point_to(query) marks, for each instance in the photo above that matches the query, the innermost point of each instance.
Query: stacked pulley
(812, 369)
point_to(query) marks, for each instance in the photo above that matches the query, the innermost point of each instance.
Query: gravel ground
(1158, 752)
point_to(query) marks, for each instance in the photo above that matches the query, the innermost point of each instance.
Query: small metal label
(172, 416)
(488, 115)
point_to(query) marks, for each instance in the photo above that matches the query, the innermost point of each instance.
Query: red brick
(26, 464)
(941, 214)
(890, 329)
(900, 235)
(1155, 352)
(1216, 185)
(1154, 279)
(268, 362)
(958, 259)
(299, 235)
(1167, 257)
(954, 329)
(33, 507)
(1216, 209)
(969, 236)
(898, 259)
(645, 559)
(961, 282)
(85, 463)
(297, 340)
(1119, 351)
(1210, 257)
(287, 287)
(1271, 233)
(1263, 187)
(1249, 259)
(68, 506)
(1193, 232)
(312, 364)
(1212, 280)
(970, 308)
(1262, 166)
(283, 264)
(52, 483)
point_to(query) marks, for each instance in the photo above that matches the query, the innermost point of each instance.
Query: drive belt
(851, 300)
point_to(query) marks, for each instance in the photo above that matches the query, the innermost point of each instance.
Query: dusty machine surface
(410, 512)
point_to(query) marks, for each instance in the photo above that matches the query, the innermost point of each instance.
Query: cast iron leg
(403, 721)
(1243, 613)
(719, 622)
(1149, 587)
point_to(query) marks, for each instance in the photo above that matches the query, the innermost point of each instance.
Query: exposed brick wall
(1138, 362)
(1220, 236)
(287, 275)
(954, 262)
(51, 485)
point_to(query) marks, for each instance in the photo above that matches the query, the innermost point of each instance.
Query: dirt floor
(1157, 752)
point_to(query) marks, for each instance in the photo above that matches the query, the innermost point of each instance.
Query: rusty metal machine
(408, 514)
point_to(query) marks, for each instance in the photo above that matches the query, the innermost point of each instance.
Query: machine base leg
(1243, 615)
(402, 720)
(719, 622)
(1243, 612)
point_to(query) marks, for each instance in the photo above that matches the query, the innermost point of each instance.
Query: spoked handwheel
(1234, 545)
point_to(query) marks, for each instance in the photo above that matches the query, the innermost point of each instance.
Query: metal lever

==================================================

■ Work instructions: Locate the line that contains "Query: rusty metal machine", then please quote it and every line after it to the end of the entries above, exactly and with nothing else.

■ Answer to this exercise:
Query: rusty metal machine
(408, 514)
point_to(query) marks, for each instance in the photo above that matches the query, the innermost point of each instance.
Query: machine base leg
(1243, 615)
(402, 720)
(719, 622)
(1243, 612)
point_to(query) marks, for each instance in the photo above that matches the query, the innermost point of each instance.
Query: spoked handwheel
(1234, 545)
point_to(query) marks, for each instance in the photo above that matches the query, the innermost point of each instance.
Query: metal lever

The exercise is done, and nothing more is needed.